#### Challenge a:
Convert the rows that come after the comment thread into a Markdown table with two columns, n for the row number and Line for the row itself. Leave out blank lines.

#### Passage to read:
## start

With the same requests.

[–] init@lemmy.ml 2 points 1 year ago

True, although I should have specified that I was talking about the computer generated models.

[–] Mirodir@discuss.tchncs.de 16 points 1 year ago

I'm guessing they just generate a bunch of pictures, pick the closest and fix the rest in photoshop.

Not like real models aren't already often photoshopped to (near) unrecognizability.

[–] qwertyWarlord@lemmy.world 2 points 1 year ago

I'm pretty sure that audience doesn't care if it's a little off ..

[–] Dkarma@lemmy.world -4 points 1 year ago (1 children)
[–] echodot@feddit.uk 1 points 1 year ago (1 children)

It still doesn't generate the same looking person every time it's just the same kind of style.

[–] piecat@lemmy.world 4 points 1 year ago (1 children)

You definitely can. Ie, generate 100 pictures and pick the ones that are very similar. Use those to train the concept of "ai lady XYZ" and then generate more and train more.

Keep repeating until the concept "ai lady xyz" is unique and self-consistent.

[–] Corkyskog@sh.itjust.works 1 points 1 year ago

Mmm.... recursive AI models, nearly as tasty as the recursiveness of the filling of a KitKat.

## end

#### Challenge b:
Reproduce the full comment thread above, word for word.

#### Records to use:
## start

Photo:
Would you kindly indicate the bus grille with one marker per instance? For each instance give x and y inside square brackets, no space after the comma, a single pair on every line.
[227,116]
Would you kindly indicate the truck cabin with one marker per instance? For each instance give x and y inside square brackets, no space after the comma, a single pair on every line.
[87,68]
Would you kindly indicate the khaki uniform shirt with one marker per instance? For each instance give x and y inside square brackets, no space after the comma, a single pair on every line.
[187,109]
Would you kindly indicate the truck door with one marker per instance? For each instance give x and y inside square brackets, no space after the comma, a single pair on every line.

## end

#### Exercise solution a:
| n | Line |
|---|---|
| 1 | Photo: |
| 2 | Would you kindly indicate the bus grille with one marker per instance? For each instance give x and y inside square brackets, no space after the comma, a single pair on every line. |
| 3 | [227,116] |
| 4 | Would you kindly indicate the truck cabin with one marker per instance? For each instance give x and y inside square brackets, no space after the comma, a single pair on every line. |
| 5 | [87,68] |
| 6 | Would you kindly indicate the khaki uniform shirt with one marker per instance? For each instance give x and y inside square brackets, no space after the comma, a single pair on every line. |
| 7 | [187,109] |
| 8 | Would you kindly indicate the truck door with one marker per instance? For each instance give x and y inside square brackets, no space after the comma, a single pair on every line. |

#### Exercise solution b:
With the same requests.

[–] init@lemmy.ml 2 points 1 year ago

True, although I should have specified that I was talking about the computer generated models.

[–] Mirodir@discuss.tchncs.de 16 points 1 year ago

I'm guessing they just generate a bunch of pictures, pick the closest and fix the rest in photoshop.

Not like real models aren't already often photoshopped to (near) unrecognizability.

[–] qwertyWarlord@lemmy.world 2 points 1 year ago

I'm pretty sure that audience doesn't care if it's a little off ..

[–] Dkarma@lemmy.world -4 points 1 year ago (1 children)
[–] echodot@feddit.uk 1 points 1 year ago (1 children)

It still doesn't generate the same looking person every time it's just the same kind of style.

[–] piecat@lemmy.world 4 points 1 year ago (1 children)

You definitely can. Ie, generate 100 pictures and pick the ones that are very similar. Use those to train the concept of "ai lady XYZ" and then generate more and train more.

Keep repeating until the concept "ai lady xyz" is unique and self-consistent.

[–] Corkyskog@sh.itjust.works 1 points 1 year ago

Mmm.... recursive AI models, nearly as tasty as the recursiveness of the filling of a KitKat.